→ **Your objective**:
Quote the lines below exactly, from the one that holds "instances of cloud." through the final line of the records, and only those.

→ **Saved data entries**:
____________

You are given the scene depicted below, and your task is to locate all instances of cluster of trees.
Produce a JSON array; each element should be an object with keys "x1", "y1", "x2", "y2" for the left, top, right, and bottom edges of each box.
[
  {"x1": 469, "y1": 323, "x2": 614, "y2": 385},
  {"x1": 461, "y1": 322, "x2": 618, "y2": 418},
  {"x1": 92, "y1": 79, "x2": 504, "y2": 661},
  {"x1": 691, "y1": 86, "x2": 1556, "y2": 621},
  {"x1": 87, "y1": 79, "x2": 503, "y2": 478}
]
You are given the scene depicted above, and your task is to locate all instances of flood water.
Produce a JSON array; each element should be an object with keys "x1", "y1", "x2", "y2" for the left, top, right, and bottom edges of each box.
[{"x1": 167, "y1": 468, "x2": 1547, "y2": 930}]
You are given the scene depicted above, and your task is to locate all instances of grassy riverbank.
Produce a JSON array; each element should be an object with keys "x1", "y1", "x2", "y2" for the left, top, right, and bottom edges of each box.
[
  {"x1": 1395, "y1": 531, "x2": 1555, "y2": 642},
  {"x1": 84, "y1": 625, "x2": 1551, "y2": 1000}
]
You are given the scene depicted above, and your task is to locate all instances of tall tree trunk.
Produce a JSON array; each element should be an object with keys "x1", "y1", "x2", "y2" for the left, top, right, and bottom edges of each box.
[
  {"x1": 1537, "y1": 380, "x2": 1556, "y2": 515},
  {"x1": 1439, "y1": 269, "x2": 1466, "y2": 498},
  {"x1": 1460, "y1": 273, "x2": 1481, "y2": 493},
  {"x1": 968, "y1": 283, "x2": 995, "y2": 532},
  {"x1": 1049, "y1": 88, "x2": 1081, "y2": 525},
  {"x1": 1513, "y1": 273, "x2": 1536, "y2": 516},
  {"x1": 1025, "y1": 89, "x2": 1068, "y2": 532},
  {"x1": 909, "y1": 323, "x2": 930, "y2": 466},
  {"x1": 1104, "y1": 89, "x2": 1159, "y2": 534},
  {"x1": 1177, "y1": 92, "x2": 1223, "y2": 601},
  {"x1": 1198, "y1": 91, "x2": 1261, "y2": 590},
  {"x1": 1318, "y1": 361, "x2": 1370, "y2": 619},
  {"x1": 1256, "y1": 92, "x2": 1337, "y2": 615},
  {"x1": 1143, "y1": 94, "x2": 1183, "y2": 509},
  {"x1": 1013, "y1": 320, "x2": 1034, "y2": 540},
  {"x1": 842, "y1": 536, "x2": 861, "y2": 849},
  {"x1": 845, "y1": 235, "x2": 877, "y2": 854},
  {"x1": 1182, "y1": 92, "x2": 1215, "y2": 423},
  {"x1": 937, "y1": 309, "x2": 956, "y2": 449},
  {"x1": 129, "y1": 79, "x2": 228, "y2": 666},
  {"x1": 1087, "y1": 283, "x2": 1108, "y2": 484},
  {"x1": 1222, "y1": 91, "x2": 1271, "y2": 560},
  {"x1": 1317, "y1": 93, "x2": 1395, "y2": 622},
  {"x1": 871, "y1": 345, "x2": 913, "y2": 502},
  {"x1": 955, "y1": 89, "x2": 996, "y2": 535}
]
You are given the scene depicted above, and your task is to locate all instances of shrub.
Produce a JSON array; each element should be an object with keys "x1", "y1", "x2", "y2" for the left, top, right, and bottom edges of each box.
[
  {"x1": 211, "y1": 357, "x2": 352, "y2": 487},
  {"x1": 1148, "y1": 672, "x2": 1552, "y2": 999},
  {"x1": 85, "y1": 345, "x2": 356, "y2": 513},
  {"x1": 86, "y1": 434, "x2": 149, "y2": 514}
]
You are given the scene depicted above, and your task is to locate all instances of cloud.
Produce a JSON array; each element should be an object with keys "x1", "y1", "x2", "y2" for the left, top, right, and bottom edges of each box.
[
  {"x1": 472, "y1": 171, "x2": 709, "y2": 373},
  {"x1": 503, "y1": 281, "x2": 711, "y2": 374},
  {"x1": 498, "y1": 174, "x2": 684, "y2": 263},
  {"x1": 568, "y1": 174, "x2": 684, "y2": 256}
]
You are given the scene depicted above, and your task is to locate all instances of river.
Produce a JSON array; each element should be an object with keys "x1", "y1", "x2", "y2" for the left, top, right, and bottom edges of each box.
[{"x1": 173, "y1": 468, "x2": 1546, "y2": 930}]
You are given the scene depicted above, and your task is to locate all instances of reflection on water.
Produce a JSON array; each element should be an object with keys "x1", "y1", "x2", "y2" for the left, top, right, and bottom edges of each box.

____________

→ **Response to this exercise**:
You are given the scene depicted above, and your task is to locate all instances of cloud.
Produce a JSON array; each element should be an object with keys "x1", "y1", "x2", "y2" for the left, top, right, and bottom edges of each box.
[
  {"x1": 472, "y1": 171, "x2": 709, "y2": 373},
  {"x1": 503, "y1": 281, "x2": 711, "y2": 374},
  {"x1": 498, "y1": 174, "x2": 684, "y2": 263},
  {"x1": 568, "y1": 174, "x2": 684, "y2": 256}
]
You are given the scene depicted above, and your task is to locate all instances of river.
Produce a JSON array; each element should be an object with keys "x1", "y1", "x2", "y2" for the left, top, right, and bottom edges of each box.
[{"x1": 173, "y1": 468, "x2": 1546, "y2": 930}]
You are given the scene depicted above, and your task is to locate all instances of reflection on water.
Produce a JSON array; each element should be an object with keys "x1", "y1", "x2", "y2" for the left, top, right, and bottom edges of each box.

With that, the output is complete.